- _Stored data_

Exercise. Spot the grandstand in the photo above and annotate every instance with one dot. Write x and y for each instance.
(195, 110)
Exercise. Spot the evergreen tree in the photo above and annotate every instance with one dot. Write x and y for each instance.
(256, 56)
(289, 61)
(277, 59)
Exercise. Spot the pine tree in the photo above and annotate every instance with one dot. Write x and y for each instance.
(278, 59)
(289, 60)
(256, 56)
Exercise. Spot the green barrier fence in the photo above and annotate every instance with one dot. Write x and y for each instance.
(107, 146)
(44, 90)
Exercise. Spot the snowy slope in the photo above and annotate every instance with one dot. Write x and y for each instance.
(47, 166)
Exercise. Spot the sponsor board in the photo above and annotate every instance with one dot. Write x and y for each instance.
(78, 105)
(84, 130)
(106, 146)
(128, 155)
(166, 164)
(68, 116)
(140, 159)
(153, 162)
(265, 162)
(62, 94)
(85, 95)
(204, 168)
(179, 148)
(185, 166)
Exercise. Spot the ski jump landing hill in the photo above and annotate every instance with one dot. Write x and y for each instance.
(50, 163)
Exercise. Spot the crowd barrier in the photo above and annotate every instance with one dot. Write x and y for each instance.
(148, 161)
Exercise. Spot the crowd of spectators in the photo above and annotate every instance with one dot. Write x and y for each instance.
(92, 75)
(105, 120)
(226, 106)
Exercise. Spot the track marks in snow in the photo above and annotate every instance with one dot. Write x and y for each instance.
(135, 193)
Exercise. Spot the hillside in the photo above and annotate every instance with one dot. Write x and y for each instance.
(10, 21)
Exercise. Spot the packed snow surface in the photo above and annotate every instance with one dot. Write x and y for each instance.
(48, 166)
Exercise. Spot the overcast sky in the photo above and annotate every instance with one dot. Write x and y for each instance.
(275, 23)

- _Written exercise_
Output the rows above as a JSON list of strings, from the line containing "Exercise. Spot the crowd of" through the end of the rows, with one string per line and blank lines left out.

- _Correct result_
[
  "Exercise. Spot the crowd of spectators in the photo above and annotate every instance with one dot. Write x and y for each instance.",
  "(92, 75)",
  "(105, 120)",
  "(226, 106)",
  "Exercise. Spot the track marks in snow in the photo above and annotate every instance with one dot. Write x and y for each instance.",
  "(135, 193)",
  "Exercise. Spot the hillside in the photo above and annotate every instance with one dot. Write x and y for each instance.",
  "(10, 21)",
  "Exercise. Spot the packed snow surface in the photo above and annotate every instance with one dot. Write x and y for each instance.",
  "(48, 166)",
  "Exercise. Spot the overcast sky in the photo above and annotate every instance with one dot. Write x and y for each instance.",
  "(275, 23)"
]